ÉNONCÉ DE LA TÂCHE -
D'après le texte fourni, combien de poteaux de bois le gouvernement a-t-il fait remplacer entre 2019 et février 2022 ?

TEXTE FOURNI -
+++
Cameroun - Électricité : L'incongruité du choix des poteaux en bois dans le transport de l'électricité
Le choix stratégique des poteaux en bois dans le réseau de transport et de distribution de l'énergie électrique au Cameroun est questionnable. En effet, 60% de ceux-ci sont défectueux pour un parc de 1.300.000 poteaux. Ils sont non seulement à remplacer sur l'ensemble du territoire avec le coût que cela implique, mais aussi, ils sont l'une des causes des nombreux délestages subis par les populations selon Gaston Éloundou Essomba, le Ministre de l'Eau et de l'Énergie (Minee).
" La chute des poteaux de bois utilisés par le concessionnaire Eneo est l'une des causes des délestages sur l'ensemble du territoire national ", a affirmé Gaston Éloundou Essomba, au cours d'un point de presse qu'il a organisé en date du jeudi 31 mars 2022 à Yaoundé.
En effet, le gouvernement a déjà fait remplacé 31.000 poteaux de bois sur 780.000 identifiés comme défectueux sur l'étendue du triangle national entre 2019 et février 2022. L'objectif affiché étant une substitution systématique des poteaux de bois par des poteaux en béton sur des lignes appelées à muer en lignes moyenne tension, pour une distribution optimisée de l'énergie électrique dans les principales localités du pays.
De l'obsolescence programmée pour des budgets grevés
Les poteaux de bois ont contribué sur les quatre dernières décades à l'accélération de la couverture électrique du pays. Le taux d'accès à l'énergie électrique est ainsi passé de 20 à 50%. Cependant, selon les dires du Ministre de l'Eau et de l'Énergie, Gaston Éloundou Essomba, ils sont devenus une menace pour la continuité du service électrique, et voire pour la sécurité des personnes et des biens.
+++
ENREGISTREMENTS EXTRAITS -
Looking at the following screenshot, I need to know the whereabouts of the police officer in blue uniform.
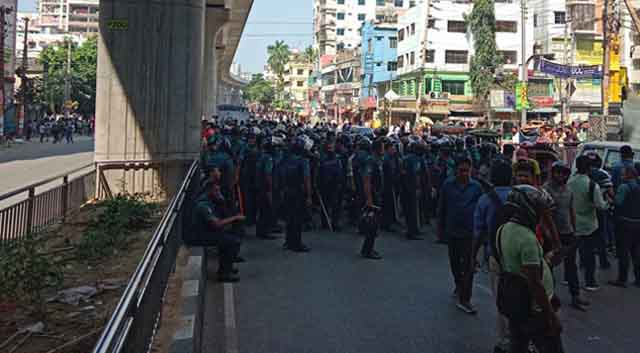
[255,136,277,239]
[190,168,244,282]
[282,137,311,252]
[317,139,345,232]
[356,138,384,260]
+++
RÉPONSE RÉDIGÉE -
31.000 poteaux de bois, sur 780.000 identifiés comme défectueux.